start

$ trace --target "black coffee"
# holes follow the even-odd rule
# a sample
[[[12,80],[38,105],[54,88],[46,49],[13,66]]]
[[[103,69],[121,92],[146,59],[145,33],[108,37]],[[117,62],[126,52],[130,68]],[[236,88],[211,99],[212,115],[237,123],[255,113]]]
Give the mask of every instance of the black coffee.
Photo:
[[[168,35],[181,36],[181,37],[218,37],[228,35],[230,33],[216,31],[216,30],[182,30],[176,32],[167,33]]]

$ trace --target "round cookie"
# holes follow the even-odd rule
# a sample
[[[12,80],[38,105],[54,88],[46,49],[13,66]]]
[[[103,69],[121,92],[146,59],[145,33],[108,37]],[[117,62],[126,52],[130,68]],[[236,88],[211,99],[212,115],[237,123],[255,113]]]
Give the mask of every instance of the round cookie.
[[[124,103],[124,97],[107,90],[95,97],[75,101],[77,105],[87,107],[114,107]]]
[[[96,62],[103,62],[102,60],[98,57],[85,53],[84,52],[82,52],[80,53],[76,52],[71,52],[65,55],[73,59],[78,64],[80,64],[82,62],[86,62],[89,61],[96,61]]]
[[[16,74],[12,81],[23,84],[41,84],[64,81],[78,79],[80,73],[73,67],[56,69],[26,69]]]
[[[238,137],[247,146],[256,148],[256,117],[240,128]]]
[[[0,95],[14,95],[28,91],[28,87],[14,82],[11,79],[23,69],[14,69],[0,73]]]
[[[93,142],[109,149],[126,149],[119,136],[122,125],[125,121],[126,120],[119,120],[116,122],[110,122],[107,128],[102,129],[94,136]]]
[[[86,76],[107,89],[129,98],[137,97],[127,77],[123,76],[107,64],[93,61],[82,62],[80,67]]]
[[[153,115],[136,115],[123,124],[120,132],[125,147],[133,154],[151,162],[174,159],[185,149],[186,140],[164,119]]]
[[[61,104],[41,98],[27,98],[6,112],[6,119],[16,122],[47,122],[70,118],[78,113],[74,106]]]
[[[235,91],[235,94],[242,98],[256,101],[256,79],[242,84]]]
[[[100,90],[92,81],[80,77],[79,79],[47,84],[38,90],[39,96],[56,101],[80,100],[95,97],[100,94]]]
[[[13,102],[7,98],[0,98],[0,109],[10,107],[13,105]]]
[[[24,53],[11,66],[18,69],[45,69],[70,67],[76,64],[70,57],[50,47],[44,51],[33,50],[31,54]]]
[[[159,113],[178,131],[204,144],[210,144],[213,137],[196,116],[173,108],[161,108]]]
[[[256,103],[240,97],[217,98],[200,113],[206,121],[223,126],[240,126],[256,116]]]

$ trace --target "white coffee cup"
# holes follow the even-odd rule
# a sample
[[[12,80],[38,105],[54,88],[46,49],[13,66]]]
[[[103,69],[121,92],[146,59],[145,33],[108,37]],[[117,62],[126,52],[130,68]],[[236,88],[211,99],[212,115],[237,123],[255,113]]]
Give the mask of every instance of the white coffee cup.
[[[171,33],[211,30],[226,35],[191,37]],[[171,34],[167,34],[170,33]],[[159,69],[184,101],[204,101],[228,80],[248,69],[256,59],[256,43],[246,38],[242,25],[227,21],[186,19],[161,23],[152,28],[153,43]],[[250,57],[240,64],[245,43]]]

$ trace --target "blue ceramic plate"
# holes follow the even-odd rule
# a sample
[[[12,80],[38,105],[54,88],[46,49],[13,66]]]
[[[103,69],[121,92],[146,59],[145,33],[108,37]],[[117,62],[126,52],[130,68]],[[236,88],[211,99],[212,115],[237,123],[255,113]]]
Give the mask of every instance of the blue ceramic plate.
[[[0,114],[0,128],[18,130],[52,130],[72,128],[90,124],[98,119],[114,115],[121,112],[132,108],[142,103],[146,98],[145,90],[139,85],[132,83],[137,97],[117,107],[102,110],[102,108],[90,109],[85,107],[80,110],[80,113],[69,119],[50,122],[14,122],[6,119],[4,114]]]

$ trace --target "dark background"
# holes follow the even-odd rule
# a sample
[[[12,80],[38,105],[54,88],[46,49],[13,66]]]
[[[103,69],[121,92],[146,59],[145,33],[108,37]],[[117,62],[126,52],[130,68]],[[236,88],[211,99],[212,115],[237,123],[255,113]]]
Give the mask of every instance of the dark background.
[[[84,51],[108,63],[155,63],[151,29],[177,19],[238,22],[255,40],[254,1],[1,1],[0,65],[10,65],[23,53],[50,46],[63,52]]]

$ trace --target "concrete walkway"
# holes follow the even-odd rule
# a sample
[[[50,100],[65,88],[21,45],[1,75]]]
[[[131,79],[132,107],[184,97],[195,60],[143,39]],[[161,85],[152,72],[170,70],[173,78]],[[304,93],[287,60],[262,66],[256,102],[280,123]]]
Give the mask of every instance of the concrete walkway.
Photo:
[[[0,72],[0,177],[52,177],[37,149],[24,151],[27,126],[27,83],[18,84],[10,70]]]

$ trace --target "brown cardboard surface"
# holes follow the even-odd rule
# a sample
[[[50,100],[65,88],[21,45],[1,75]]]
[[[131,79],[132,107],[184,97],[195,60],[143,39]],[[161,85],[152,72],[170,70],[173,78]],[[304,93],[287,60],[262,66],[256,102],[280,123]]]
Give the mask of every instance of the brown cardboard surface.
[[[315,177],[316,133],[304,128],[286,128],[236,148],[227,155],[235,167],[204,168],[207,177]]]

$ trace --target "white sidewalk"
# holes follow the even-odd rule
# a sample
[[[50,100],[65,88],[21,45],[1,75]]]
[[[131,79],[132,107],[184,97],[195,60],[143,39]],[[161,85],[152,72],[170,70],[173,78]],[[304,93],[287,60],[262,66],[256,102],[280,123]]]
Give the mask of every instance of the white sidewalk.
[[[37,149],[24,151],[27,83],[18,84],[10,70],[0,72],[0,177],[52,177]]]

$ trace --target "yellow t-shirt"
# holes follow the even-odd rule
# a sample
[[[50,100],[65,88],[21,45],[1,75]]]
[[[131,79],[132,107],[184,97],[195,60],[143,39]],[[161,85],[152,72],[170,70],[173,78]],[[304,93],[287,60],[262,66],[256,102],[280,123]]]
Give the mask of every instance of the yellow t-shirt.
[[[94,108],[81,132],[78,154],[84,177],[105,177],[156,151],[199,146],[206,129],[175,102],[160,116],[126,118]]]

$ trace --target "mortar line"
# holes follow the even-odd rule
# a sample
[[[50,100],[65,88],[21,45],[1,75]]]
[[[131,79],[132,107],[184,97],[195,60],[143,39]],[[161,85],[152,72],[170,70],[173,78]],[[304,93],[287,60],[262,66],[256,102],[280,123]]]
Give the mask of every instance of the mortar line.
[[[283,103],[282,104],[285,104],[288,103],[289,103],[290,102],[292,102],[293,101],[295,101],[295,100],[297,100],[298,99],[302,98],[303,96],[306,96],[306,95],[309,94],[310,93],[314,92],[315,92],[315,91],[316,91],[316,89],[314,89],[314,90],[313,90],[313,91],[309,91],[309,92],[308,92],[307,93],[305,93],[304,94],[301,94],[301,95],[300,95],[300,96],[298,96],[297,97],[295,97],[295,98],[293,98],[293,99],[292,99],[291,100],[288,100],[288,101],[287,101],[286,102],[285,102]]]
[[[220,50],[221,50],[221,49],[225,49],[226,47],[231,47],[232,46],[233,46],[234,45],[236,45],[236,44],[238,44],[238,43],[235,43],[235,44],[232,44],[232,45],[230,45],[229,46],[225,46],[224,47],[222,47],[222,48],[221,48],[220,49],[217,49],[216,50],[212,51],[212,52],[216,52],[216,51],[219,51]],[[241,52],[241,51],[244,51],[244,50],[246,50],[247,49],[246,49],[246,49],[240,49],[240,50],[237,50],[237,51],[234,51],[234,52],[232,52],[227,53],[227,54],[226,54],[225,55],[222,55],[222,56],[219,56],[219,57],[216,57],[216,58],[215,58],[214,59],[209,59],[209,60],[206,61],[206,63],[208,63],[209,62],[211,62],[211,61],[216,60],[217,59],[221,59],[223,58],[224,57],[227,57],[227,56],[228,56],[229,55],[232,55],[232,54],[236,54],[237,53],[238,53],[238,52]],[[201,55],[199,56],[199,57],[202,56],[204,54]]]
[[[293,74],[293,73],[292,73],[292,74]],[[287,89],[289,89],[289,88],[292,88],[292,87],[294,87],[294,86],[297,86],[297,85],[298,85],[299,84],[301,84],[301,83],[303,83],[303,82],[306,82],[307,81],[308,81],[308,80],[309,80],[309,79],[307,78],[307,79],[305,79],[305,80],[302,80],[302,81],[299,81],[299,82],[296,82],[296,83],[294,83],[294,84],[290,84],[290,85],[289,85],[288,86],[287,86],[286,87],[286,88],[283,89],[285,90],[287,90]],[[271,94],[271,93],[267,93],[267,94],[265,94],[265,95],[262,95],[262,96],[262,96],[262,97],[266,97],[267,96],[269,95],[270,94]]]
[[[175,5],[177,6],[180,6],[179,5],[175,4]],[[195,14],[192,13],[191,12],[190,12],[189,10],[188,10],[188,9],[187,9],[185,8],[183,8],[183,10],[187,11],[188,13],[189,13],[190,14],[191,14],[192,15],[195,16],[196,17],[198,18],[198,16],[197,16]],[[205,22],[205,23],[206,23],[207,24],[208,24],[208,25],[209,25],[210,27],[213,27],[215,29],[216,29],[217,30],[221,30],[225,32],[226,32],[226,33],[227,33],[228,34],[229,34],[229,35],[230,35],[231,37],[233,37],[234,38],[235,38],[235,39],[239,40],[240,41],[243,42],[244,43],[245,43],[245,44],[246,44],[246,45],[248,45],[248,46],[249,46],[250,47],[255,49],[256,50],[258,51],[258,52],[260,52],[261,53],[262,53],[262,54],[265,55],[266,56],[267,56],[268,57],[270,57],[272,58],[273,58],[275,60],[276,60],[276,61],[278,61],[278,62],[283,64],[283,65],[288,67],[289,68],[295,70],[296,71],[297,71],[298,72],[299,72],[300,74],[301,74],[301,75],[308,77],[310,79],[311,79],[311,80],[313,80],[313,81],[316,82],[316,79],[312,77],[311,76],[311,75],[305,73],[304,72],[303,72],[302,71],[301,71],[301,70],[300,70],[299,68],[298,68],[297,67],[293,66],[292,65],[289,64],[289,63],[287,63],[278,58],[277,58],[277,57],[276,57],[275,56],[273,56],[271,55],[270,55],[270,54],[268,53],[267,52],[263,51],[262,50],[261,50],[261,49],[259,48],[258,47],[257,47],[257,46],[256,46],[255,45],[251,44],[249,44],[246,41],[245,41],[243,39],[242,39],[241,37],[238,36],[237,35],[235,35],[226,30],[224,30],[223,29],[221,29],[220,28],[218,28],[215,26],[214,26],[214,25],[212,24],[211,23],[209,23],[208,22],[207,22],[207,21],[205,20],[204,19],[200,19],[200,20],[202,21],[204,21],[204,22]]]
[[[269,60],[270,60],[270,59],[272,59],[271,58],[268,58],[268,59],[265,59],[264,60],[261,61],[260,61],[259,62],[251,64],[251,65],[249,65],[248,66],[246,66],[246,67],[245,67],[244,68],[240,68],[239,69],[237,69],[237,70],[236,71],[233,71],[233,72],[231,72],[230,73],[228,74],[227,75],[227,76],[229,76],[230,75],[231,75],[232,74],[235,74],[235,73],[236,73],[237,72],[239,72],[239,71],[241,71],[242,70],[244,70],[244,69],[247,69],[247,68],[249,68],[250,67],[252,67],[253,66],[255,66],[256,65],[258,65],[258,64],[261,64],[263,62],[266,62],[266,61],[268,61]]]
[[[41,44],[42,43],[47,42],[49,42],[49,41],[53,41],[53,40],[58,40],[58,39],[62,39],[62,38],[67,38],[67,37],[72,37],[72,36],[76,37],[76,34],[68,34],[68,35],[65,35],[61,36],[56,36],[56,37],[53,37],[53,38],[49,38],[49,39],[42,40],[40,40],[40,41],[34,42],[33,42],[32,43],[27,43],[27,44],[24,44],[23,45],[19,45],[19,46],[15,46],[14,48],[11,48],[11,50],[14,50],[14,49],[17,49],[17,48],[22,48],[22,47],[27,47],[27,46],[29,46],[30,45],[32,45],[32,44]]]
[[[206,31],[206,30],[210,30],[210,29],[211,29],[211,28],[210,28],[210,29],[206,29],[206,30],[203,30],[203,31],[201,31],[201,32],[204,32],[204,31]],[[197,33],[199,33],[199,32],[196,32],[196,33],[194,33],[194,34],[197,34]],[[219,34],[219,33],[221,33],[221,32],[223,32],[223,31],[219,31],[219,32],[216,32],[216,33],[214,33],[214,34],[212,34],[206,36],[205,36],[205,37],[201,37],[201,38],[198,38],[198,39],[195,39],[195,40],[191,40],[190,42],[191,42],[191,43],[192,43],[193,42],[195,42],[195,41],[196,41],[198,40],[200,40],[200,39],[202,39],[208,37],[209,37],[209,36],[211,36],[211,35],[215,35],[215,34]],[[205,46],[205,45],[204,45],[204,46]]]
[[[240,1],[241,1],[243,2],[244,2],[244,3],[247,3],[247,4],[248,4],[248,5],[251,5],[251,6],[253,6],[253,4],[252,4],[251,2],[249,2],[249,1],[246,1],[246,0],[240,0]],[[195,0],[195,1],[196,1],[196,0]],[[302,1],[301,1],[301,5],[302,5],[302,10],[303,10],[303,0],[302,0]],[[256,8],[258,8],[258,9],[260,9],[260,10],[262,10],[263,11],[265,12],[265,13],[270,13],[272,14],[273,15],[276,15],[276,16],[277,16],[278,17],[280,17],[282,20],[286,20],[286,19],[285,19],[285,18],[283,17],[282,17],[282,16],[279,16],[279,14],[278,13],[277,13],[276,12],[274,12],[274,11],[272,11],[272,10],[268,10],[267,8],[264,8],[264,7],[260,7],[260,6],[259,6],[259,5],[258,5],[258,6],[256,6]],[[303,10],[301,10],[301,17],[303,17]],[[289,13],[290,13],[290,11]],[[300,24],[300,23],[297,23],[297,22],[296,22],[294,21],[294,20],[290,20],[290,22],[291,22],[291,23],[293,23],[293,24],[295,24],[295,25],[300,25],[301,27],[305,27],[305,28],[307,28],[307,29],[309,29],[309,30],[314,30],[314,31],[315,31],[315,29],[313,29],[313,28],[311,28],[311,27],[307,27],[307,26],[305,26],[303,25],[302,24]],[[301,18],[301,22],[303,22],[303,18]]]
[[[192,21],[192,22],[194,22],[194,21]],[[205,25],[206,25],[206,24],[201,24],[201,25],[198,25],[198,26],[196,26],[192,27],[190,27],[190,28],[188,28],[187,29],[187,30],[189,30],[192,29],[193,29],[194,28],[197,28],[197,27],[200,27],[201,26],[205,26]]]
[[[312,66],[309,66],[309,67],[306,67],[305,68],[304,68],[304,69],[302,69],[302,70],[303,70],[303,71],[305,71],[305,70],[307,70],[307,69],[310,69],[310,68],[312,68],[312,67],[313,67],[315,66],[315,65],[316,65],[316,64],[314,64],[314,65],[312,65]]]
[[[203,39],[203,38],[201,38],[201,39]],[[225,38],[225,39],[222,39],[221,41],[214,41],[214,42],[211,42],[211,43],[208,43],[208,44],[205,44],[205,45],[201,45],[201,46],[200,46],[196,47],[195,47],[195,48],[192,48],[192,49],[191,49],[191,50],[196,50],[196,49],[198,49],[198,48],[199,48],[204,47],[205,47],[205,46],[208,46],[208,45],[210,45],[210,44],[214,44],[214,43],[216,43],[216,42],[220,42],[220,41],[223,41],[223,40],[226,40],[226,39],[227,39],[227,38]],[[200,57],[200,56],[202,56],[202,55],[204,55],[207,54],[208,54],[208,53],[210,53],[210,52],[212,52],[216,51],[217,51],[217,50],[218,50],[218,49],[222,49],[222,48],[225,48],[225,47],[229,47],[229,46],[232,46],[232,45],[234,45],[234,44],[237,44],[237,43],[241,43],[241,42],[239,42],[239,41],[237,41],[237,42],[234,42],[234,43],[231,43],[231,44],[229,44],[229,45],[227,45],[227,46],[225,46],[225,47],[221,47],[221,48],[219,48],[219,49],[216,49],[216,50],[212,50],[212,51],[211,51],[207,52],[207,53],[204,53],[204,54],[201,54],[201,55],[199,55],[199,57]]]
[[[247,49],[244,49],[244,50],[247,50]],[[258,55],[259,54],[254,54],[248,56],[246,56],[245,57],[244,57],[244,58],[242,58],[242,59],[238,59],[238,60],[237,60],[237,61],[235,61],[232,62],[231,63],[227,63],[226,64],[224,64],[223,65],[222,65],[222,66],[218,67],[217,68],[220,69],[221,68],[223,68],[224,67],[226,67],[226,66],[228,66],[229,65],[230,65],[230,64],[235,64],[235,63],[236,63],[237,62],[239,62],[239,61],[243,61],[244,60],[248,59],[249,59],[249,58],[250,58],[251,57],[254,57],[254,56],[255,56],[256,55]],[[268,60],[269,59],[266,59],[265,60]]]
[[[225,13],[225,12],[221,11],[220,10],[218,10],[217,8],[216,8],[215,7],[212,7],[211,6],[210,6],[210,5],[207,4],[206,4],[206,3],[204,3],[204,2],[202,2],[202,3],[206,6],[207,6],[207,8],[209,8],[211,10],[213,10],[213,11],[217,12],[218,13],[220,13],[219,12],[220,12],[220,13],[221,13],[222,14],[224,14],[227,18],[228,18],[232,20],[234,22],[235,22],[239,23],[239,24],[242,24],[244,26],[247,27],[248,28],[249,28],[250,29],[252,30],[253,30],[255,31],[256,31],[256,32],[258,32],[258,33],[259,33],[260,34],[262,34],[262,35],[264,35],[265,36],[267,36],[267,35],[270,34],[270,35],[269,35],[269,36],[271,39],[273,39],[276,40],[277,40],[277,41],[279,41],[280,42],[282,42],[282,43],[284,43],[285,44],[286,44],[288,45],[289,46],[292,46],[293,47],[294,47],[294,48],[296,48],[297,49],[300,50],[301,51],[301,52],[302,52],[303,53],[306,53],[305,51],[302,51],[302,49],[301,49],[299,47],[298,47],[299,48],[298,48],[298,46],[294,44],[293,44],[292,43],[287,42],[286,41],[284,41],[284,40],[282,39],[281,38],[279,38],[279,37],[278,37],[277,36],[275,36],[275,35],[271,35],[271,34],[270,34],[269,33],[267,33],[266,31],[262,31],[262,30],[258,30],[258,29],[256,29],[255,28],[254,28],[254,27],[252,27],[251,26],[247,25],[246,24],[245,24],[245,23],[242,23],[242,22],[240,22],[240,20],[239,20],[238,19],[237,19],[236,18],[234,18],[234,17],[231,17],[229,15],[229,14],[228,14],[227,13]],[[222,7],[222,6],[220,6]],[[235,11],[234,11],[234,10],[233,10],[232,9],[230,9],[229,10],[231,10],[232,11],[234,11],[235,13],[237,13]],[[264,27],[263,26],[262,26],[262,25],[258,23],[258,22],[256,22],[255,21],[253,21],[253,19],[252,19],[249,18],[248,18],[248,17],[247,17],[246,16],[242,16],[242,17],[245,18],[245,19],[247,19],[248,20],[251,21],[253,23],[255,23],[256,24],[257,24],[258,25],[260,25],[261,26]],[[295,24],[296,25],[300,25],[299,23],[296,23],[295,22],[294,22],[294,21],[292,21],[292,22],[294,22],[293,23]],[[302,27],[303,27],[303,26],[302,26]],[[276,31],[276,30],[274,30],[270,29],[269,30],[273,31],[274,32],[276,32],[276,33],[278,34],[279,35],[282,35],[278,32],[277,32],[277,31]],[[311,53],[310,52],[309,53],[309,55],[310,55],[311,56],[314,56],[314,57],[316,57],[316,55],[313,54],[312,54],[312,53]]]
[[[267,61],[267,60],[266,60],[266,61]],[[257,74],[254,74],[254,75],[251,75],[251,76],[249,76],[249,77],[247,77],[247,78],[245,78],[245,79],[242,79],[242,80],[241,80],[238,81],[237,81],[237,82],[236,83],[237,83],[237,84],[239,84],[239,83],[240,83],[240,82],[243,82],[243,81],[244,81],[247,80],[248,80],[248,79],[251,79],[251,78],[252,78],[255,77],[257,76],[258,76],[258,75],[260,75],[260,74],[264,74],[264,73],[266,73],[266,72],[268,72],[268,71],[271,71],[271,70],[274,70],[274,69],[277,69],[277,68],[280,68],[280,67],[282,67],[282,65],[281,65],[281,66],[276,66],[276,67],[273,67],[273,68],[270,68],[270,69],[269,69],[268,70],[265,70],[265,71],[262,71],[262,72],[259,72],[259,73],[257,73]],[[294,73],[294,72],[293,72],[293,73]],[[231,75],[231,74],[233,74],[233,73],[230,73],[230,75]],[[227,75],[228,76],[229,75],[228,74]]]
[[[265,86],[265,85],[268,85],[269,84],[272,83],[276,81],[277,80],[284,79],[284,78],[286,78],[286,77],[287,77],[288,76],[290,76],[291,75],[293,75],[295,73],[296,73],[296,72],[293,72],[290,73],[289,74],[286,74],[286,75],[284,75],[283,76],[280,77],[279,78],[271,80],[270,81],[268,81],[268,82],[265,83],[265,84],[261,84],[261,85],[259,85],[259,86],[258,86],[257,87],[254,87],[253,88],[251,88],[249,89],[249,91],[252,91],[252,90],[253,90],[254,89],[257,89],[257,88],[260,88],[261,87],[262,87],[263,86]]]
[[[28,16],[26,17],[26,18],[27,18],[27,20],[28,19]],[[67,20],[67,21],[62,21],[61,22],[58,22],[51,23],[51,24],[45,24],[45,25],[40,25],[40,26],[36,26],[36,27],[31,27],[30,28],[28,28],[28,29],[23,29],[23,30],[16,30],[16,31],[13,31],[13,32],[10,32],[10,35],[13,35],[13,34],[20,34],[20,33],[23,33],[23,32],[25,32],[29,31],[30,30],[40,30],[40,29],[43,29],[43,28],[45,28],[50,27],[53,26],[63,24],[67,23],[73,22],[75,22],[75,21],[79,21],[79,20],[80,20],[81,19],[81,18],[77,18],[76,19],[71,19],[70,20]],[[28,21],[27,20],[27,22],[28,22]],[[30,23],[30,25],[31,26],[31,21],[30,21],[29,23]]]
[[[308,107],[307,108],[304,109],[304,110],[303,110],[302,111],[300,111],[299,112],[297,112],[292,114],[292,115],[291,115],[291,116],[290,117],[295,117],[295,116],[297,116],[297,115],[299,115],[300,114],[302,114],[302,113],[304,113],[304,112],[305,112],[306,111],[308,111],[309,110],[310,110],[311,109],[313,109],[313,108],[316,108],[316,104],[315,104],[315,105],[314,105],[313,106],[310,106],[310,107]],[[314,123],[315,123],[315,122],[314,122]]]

end

> SET TASK
Find each line of the material above that contains the word "yellow", and copy those lines.

> EXERCISE RESPONSE
$ trace --target "yellow t-shirt"
Give the mask of every instance of the yellow t-shirt.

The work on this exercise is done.